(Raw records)

══════════════════════════════

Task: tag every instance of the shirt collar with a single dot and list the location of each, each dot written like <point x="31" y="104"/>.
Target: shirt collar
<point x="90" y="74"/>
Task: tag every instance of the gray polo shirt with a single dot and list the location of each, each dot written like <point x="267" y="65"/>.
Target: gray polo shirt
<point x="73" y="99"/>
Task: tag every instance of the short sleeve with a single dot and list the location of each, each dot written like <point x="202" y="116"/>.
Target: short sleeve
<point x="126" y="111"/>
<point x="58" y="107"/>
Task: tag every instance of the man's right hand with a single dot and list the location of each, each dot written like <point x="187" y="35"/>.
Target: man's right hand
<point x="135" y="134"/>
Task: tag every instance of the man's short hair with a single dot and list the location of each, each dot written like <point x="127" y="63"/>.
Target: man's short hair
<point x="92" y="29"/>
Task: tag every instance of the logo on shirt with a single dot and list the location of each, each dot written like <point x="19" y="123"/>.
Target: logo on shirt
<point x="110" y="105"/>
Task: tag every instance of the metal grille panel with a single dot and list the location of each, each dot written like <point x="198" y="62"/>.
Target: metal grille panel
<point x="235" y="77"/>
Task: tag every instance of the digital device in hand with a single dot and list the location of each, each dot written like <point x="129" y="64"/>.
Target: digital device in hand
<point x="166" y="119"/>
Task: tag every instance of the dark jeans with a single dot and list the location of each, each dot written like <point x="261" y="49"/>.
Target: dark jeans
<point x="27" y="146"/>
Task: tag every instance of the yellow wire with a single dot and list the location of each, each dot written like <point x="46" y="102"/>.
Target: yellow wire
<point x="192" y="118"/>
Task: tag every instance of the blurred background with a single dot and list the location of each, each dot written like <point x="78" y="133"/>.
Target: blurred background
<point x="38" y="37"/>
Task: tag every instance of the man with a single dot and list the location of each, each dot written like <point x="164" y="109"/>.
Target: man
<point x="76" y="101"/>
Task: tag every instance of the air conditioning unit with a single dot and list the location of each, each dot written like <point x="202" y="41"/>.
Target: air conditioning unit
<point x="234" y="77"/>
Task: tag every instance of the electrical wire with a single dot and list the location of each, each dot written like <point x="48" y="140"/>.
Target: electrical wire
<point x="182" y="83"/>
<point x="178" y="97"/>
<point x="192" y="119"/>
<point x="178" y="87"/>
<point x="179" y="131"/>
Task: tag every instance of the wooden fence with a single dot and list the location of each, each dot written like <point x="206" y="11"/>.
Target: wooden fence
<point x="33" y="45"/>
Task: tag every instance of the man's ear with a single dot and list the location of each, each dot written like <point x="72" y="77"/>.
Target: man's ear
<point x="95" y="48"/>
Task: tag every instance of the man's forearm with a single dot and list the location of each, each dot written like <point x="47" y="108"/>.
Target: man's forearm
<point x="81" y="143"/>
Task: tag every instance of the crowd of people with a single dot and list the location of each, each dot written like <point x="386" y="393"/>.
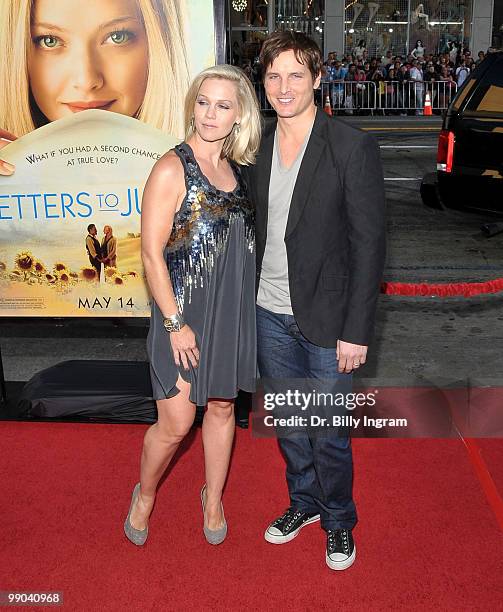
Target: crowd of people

══════════════════════════════

» **Problem to solve**: Could you render all the records above as a numbered list, skipping any blank lines and leaving the pictures out?

» **Response for this exercise**:
1. Task: tag every instance of the shirt collar with a single dot and list the location of each, each dot written like <point x="31" y="104"/>.
2. Target: shirt collar
3. <point x="90" y="74"/>
4. Task: tag every instance of the gray polo shirt with a single dot and list the location of each, each dot written like <point x="267" y="65"/>.
5. Target: gray polo shirt
6. <point x="73" y="99"/>
7. Task: tag every instance of the short sleeve with a single dot and list the location of each, each dot written like <point x="202" y="116"/>.
8. Target: short sleeve
9. <point x="126" y="111"/>
10. <point x="58" y="107"/>
11. Task: tag every instance of the man's right hand with a single dot and list the location of each, each dot written like <point x="187" y="35"/>.
12. Target: man's right hand
13. <point x="135" y="134"/>
14. Task: tag every instance of the man's short hair with a single dot and list the location of each, each dot written like <point x="127" y="63"/>.
15. Target: man's short hair
16. <point x="92" y="29"/>
17. Task: tag every instance of the logo on shirt with a single dot and list the location of each, each dot written like <point x="19" y="123"/>.
18. Target: logo on shirt
19. <point x="110" y="105"/>
20. Task: tag every instance of the metal grille panel with a single dot and list the location of each, each dot written like <point x="198" y="62"/>.
21. Target: metal grille panel
22. <point x="235" y="77"/>
23. Task: tag every instance of the digital device in hand with a single dot and list the location of each, each dot written like <point x="129" y="64"/>.
24. Target: digital device in hand
25. <point x="166" y="119"/>
26. Task: tag every instance of the dark jeans with a single dot and list the location of each, each dot written like <point x="261" y="49"/>.
27. Target: dark jeans
28. <point x="27" y="146"/>
29. Task: tag every instance of the yellow wire with a single dot and list the location of each, each dot written like <point x="46" y="102"/>.
30. Target: yellow wire
31. <point x="192" y="118"/>
32. Task: tag every instance of the blurred background with a single dot and list the location of each, each dot written like <point x="78" y="133"/>.
33. Target: blurred background
34. <point x="38" y="37"/>
35. Task: tag every instance of the man with a single dot and list the location of each, each dot written like <point x="164" y="109"/>.
36. Target: man
37. <point x="76" y="101"/>
38. Task: tag every instance of the air conditioning unit with a single dot and list the location of each, each dot written like <point x="202" y="41"/>.
39. Target: air conditioning unit
40. <point x="234" y="77"/>
41. Task: tag every instance of the electrical wire with a single dot and list the location of each, each dot written like <point x="48" y="140"/>.
42. Target: electrical wire
43. <point x="182" y="83"/>
44. <point x="178" y="97"/>
45. <point x="192" y="119"/>
46. <point x="178" y="87"/>
47. <point x="179" y="131"/>
48. Task: tag every instance of the wooden fence with a single dot and list the location of each, each dot written like <point x="206" y="11"/>.
49. Target: wooden fence
50. <point x="33" y="45"/>
51. Task: tag every instance of the man's ear with a single dot and list the location of each, each dot written like <point x="72" y="77"/>.
52. Target: man's ear
53. <point x="95" y="48"/>
54. Task: tag every instance of the man's forearm with a single dot and list the location of each, each dot written like <point x="47" y="108"/>.
55. Target: man's forearm
56. <point x="81" y="143"/>
57. Task: tag every instance of the crowd of people with a single dot and list the location of each, each dot written like <point x="386" y="393"/>.
58. Target: crowd of people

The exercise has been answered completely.